▸ **WHAT YOU SHOULD DO**
Write out the data below word for word, starting with the line that contains "Where can you find the tiled" and ending with the line that contains "<point>354,84</point>". Leave the pictures out.

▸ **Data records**
------------------------------------------------

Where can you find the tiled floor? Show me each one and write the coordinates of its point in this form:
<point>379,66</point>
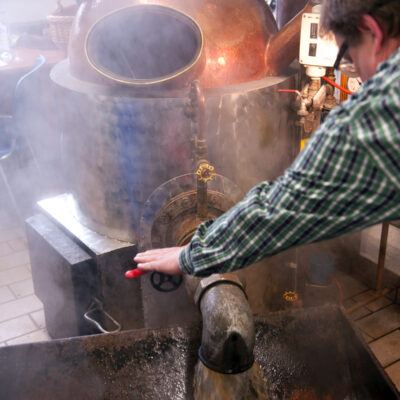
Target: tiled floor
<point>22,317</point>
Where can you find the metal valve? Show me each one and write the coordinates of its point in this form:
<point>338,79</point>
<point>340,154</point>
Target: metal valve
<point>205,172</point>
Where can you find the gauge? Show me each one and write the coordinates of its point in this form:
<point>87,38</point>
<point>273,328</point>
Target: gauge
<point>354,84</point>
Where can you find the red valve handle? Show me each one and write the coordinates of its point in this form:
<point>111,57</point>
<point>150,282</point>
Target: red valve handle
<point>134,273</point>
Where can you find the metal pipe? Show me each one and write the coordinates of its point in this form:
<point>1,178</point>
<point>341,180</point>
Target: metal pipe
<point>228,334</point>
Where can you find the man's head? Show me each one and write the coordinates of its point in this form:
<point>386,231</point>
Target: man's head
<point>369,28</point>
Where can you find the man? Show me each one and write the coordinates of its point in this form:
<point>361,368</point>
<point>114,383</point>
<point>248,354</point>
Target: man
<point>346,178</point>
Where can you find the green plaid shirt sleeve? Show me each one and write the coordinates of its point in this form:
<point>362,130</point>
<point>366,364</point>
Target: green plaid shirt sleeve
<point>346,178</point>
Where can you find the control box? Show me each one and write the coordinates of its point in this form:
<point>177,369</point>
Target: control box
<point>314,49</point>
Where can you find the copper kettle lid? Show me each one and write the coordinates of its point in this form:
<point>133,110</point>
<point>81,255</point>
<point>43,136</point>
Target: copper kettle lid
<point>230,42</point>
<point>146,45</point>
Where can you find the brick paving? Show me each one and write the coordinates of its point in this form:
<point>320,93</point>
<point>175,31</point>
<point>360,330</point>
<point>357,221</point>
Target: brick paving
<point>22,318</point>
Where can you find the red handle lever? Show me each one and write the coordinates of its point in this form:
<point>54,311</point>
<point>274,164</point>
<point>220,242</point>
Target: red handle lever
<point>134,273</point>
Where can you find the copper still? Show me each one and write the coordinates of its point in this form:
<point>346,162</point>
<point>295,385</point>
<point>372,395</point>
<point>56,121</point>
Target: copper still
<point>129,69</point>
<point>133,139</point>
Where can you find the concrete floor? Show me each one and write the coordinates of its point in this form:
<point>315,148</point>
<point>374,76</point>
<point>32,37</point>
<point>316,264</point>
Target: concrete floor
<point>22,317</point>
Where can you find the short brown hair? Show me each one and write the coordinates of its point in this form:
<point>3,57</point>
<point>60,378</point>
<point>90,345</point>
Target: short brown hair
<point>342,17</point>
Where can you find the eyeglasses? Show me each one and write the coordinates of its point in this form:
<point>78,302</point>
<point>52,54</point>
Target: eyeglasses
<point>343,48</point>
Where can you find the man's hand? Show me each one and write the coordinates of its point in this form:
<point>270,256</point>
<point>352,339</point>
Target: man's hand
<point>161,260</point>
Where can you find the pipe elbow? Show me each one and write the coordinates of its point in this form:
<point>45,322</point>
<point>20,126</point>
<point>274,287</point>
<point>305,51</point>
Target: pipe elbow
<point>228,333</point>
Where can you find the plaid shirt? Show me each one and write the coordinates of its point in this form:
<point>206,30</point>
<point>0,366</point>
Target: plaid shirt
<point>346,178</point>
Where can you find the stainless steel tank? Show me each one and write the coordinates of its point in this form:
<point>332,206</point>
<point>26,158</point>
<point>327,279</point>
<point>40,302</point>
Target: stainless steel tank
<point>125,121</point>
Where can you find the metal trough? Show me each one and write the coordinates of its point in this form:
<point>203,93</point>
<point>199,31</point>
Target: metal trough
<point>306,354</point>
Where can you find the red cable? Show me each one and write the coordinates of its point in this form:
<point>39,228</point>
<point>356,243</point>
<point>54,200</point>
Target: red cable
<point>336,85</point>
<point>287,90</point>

------------------------------------------------

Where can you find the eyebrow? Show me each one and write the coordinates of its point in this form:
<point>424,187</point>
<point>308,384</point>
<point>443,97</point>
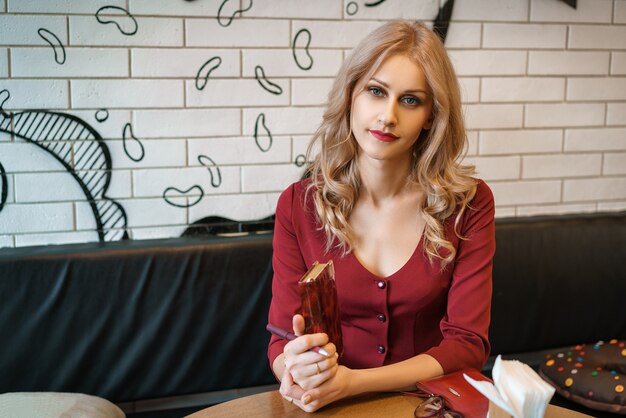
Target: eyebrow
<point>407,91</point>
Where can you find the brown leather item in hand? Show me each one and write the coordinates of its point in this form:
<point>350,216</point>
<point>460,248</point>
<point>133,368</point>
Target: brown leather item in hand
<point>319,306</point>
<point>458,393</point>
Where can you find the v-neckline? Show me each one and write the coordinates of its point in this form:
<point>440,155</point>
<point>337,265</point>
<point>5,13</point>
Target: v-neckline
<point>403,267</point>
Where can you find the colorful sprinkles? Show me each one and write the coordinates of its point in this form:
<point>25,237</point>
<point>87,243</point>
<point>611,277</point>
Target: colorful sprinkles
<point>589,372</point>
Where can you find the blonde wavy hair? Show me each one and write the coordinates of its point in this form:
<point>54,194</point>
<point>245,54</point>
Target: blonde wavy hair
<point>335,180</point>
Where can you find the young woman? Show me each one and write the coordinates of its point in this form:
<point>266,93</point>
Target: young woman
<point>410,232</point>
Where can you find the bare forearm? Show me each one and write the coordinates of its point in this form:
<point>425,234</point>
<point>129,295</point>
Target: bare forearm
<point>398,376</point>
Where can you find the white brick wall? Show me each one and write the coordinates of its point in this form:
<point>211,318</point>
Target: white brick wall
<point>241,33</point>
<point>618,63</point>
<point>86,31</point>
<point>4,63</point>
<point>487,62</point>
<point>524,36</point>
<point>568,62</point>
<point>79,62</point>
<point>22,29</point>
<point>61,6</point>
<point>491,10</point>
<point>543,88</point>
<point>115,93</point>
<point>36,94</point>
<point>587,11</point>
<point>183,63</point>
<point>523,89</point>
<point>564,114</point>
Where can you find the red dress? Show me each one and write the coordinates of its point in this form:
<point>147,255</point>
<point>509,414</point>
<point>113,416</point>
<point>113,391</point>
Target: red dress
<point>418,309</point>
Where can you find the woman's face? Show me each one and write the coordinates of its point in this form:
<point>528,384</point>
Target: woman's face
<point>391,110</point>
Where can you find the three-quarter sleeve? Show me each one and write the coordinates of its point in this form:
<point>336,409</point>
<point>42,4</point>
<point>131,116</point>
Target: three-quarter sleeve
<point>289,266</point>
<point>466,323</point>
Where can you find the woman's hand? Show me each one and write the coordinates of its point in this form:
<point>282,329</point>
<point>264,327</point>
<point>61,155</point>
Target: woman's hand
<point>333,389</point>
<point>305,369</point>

------------------------------------------------

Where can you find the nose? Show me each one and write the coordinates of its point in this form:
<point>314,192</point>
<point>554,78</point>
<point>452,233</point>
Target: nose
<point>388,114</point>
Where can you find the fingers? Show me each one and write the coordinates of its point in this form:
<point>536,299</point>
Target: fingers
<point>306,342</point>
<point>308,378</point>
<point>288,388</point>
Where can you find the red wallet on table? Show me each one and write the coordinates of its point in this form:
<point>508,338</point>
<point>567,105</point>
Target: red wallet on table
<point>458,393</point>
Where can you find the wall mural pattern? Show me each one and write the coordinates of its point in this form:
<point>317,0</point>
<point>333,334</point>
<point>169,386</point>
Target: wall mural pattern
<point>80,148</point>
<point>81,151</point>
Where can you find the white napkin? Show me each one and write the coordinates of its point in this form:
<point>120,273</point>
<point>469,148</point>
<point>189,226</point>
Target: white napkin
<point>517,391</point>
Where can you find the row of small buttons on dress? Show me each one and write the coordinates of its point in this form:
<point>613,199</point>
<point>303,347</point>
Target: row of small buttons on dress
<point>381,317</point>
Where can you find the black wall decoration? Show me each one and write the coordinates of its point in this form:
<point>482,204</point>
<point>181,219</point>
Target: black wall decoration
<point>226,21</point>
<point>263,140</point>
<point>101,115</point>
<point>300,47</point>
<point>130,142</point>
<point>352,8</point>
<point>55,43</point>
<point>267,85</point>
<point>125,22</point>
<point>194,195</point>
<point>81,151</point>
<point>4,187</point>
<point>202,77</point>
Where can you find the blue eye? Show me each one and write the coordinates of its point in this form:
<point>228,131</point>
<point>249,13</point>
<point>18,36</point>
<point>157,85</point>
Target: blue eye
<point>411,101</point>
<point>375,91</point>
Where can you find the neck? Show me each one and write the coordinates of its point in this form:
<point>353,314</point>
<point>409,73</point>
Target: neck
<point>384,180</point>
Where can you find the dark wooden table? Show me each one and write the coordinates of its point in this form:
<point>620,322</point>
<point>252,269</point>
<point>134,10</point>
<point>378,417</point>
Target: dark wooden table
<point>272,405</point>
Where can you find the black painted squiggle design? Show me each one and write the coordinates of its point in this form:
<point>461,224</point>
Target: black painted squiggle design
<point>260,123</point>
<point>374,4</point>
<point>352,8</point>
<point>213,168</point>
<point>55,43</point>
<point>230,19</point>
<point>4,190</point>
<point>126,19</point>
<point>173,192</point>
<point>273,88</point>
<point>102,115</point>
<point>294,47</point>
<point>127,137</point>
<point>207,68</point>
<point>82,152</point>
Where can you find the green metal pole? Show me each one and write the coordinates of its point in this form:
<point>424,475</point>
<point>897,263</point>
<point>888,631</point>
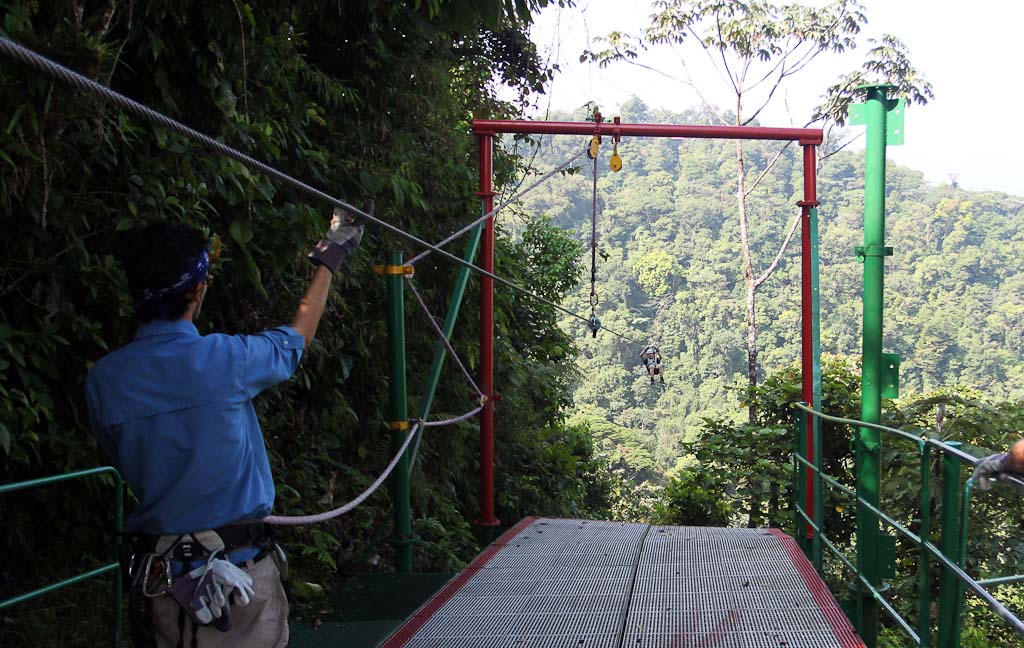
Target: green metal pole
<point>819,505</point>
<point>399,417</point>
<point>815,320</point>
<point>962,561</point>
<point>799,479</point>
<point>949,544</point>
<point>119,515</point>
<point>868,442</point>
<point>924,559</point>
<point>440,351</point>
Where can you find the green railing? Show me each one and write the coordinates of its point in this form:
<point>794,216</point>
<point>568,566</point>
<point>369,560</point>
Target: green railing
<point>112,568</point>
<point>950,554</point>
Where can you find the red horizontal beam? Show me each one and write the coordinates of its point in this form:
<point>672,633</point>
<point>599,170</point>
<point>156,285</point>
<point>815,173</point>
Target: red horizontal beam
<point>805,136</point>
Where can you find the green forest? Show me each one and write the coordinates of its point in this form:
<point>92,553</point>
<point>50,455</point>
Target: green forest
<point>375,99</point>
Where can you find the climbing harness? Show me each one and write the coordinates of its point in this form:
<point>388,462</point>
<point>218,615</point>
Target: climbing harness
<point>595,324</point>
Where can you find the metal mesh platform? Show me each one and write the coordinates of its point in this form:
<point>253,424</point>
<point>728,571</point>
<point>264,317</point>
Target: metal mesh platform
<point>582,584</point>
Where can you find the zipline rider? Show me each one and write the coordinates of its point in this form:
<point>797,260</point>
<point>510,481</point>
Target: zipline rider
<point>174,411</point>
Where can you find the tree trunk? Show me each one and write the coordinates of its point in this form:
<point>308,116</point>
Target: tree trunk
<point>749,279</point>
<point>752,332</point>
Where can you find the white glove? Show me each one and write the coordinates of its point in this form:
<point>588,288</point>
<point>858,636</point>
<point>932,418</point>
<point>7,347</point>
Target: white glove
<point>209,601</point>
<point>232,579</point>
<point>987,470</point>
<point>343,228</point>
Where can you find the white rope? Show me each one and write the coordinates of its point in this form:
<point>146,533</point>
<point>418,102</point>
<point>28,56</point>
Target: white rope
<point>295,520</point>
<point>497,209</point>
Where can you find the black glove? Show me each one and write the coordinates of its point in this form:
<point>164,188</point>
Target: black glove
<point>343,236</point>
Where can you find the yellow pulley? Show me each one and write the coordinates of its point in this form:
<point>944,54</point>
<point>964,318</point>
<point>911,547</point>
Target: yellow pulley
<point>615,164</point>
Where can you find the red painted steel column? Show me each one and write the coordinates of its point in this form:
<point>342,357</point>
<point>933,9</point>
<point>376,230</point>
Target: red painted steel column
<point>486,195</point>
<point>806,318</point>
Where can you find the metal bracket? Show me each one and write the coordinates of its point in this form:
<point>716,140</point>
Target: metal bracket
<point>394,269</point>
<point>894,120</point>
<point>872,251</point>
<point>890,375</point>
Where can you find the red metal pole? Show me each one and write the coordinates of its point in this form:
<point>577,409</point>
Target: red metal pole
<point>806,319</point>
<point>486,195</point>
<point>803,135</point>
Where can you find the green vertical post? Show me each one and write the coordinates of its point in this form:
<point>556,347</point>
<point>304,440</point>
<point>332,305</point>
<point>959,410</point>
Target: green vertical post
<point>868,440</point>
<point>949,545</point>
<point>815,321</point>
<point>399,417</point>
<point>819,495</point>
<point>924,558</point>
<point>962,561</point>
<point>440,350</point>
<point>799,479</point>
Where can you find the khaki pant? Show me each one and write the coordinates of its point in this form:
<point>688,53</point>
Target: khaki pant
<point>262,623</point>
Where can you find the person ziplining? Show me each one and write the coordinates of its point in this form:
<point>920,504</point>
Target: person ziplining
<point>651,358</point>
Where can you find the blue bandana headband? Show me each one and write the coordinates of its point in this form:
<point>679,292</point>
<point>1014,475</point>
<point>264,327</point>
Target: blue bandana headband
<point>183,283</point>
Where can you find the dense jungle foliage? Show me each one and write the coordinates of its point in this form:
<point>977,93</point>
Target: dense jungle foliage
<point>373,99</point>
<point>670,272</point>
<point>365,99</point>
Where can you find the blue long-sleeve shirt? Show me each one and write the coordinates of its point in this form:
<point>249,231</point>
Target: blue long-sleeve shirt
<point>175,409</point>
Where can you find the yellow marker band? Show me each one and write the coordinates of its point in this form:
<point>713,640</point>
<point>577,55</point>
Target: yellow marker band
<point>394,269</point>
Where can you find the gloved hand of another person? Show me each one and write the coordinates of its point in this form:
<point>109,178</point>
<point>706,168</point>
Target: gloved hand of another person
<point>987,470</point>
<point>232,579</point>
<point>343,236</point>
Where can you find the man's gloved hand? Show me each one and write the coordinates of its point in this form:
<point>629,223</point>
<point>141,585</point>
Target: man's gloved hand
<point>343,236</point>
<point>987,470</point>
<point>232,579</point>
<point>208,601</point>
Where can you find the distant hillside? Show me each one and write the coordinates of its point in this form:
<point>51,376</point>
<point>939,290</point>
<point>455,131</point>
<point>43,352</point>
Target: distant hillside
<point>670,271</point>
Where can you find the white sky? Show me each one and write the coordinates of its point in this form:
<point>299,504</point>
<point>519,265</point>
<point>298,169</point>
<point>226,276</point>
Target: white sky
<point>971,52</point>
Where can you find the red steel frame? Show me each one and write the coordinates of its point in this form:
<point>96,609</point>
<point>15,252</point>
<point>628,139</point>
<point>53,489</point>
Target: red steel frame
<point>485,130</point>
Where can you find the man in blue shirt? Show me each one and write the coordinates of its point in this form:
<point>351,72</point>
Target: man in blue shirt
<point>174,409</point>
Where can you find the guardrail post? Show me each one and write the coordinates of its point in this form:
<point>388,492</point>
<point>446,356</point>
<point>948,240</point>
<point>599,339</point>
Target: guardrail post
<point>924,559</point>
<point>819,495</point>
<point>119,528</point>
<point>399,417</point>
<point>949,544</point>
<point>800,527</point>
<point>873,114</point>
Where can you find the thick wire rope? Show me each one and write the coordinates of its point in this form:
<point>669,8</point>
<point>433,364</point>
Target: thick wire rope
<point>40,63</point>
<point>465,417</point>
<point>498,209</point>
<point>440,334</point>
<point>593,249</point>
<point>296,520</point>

------------------------------------------------

▸ **THE SOLUTION**
Where can you find the tiled floor? Show me each one and write the coordinates of its point in this form:
<point>379,66</point>
Target: tiled floor
<point>22,317</point>
Where can you find the metal valve? Show me each one and write the coordinates of its point in this form:
<point>338,79</point>
<point>340,154</point>
Target: metal valve
<point>205,172</point>
Where can you find the gauge? Show me each one and write the coordinates of its point in this form:
<point>87,38</point>
<point>273,328</point>
Target: gauge
<point>354,84</point>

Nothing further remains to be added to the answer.